## Source passage:
☆ ☆ ☆ ☆

It’s the beginning of summer and we’re in a seaside resort. It could be Myrtle Beach or Topsail, but this beach town happens to be on the northeastern coast of Spain. For teenagers like Nico and Dani, the best time of the year has arrived: summer vacation. Better yet, Dani’s parents have just left on a trip to Egypt (dad’s an academic), leaving Dani in charge of their bright, gorgeous, pool-equipped house. Nico, Dani’s best friend for years, arrives from Barcelona the same day his folks set off for Africa.

You can almost taste the sense of freedom Dani feels as he wheels a second bicycle alongside his own, riding to the station to meet Nico’s train. The boys have an endless expanse of good times ahead: unhurried days of swimming, hunting rabbits, fishing by the port, and riding their bikes all over town and into the hills beyond. Who knows, they might even find some time for remedying that burdensome adolescent condition known as virginity.

Nico and Dani, the second feature by Spanish writer-director Cesc Gay, is one of those rare films that seems note-perfect from first to last. To be sure, its basic premise couldn’t be more familiar. If anything, the teenage coming-of-age film, complete with sexual awakening, has been treated so often by European filmmakers that one tends to suspect that nothing new could possibly be done with it. In the case of Nico and Dani, what’s so pleasing isn’t really a matter of novelty, but a matter of some very subtle and penetrating human insight, and execution that’s amazingly close to flawless. In its acting, cinematography, writing and direction, this bright and endlessly good-humored Spanish gem is easily one of the year’s best movies.

Given all that, does it matter that it’s a gay film? Or maybe that question should be: Nico and Dani may come billed as a gay film, but is it really? And for that matter: These days, in the rarefied precincts of the art cinema, and in the mainstream beyond, what the heck is a “gay film”?

I have one answer to the latter question. A gay film categorically is not the opposite of a straight film. That’s because there’s no such thing as a straight film. (Admit it. You’ve never heard anyone yell, “Hey, gang, there’s a heterosexual film playing at the Varsity! Let’s go!”) No, a movie gets categorized as gay due to one of two things, or both–its contents; or the way it’s marketed. In examining Nico and Dani, let me discuss its contents first, because in looking at those, we encounter a film which arguably deserves to be left free of all reductive labels.

The first thing to note about the movie’s two protagonists is that they’re the kinds of teenage guys who are perfectly believable as close friends. Which is to say that they don’t have too much in common, they just don’t realize that yet. Dani (Fernando Ramallo), the blond one, is preciously writing a novel. Nico (Jordi Vilches), a dark-haired class-clown type with a string-bean frame and a gawky stare, aspires to be a motorcycle mechanic. You look at them and think that when they’re grown up they’ll still be friends, but only because they were best friends when they were young. At age 30, they’ll be moving in such different circles that they would never meet. And no doubt, the separate paths their lives take begin to diverge during the summer the film chronicles.

☆ ☆ ☆ ☆

## Records:

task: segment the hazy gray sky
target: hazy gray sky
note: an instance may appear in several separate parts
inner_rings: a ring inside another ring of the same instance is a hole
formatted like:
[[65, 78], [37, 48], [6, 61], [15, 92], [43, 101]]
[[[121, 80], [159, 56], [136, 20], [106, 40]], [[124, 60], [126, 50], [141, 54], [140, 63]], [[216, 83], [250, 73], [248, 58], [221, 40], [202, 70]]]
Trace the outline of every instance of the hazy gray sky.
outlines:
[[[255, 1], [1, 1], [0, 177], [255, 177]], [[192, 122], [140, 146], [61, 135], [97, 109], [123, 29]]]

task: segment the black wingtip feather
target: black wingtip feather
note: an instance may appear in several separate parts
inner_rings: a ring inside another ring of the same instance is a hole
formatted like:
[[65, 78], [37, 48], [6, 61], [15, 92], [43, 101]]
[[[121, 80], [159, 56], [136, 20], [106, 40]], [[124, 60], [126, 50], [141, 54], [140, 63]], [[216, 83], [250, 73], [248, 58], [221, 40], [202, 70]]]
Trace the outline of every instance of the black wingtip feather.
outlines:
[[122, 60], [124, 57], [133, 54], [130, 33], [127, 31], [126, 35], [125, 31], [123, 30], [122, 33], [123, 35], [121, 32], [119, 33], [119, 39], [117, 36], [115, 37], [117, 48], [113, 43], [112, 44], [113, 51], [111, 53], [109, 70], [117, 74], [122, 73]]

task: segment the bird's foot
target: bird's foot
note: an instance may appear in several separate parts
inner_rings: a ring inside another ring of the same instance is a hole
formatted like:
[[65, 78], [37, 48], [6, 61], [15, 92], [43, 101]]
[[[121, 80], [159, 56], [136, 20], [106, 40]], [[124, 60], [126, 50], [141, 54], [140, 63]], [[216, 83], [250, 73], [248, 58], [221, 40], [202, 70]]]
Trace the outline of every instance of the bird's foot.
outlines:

☆ ☆ ☆ ☆

## Given exercise A:
Return everything in the Nico and Dani review from "Given all that, does" down to "all reductive labels.", word for word.
## Given exercise B:
Resume the review of the film Nico and Dani, picking up right after its last sentence.
You can set the records aside; none of them is required here.

## Expected output A:
Given all that, does it matter that it’s a gay film? Or maybe that question should be: Nico and Dani may come billed as a gay film, but is it really? And for that matter: These days, in the rarefied precincts of the art cinema, and in the mainstream beyond, what the heck is a “gay film”?

I have one answer to the latter question. A gay film categorically is not the opposite of a straight film. That’s because there’s no such thing as a straight film. (Admit it. You’ve never heard anyone yell, “Hey, gang, there’s a heterosexual film playing at the Varsity! Let’s go!”) No, a movie gets categorized as gay due to one of two things, or both–its contents; or the way it’s marketed. In examining Nico and Dani, let me discuss its contents first, because in looking at those, we encounter a film which arguably deserves to be left free of all reductive labels.

## Expected output B:
Up until this year, it appears, girls have been more an alluring abstraction than a real possibility. As for sex, Nico and Dani seem to have a tradition of mutual masturbation (had it been submitted to the U.S. ratings board, these frank but inexplicit scenes would probably have earned the film an R rating), but this is kids’ stuff, really, without necessarily implying that either boy is necessarily into guys–much less his own best friend.

In other words, things have been left vague until now, and why not? Adolescence is a great time for postponing crucial decisions and avoiding the obnoxious labels that adulthood inevitably brings. But such matters have a way of clarifying themselves naturally, do they not? This summer, Nico boasts to Dani that his Adam’s apple has become newly protuberant, which, he says, women will recognize as a sure sign of his, ahem, virility. When Dani, after rolling his eyes, replies that, well, his feet have grown, Nico scoffs that women don’t look at a guy’s feet.

Another sign of nature’s progress: There are a couple of girls around who apparently were around in previous summers, but now they seem somehow important. Nico and Dani are setting off on a fishing expedition when they run into Elena (Marieta Orozco) and her shy cousin Berta (Esther Nubiola), who invite them to have a drink. Nico tells Dani that fishing can wait. They go into a bar and Dani orders a cognac. What brand, the bartender asks. “Bailey’s,” Dani suavely replies. Later that night, Nico will tell Dani that ordering Bailey’s for cognac is really stupid. But at the time it doesn’t matter, because this is where Nico and Dani start hanging out with Elena and Berta. (Incidentally, you may have just noticed that the film takes place in a far-off and bizarrely sane place called Europe, where teenagers learn to drink in public, among adults, rather than being obliged to binge in the basements of fraternity houses.)

Once Nico notices these girls, he really notices them–the sophisticated, self-aware Elena especially. And this in turn leads to his determination to lose his virginity, a campaign in which, considering the presence of Berta, he heartily hopes Dani will join him. But this challenge forces a realization upon Dani: Rather than Berta, or Elena, he’s really attracted to Nico. At first, this is far more upsetting than clarifying. He doesn’t know what to do about it, or exactly what it means. Is he in love with his pal? Or is he attracted to guys and this is life’s way of making him face that?

There are many things to admire about Nico and Dani, but the quality that struck me most was its way of eluding our expectations at every turn. The film boasts some pricelessly funny scenes, such as one in which Nico and Dani throw a fancy dinner for the two girls with the hope of seducing them. In this passage and in many others, you think you know where things are headed–in an American movie, you surely would–but then the action slips off into another direction, leaving you to reflect how often life itself fails to follow the patterns we set for it.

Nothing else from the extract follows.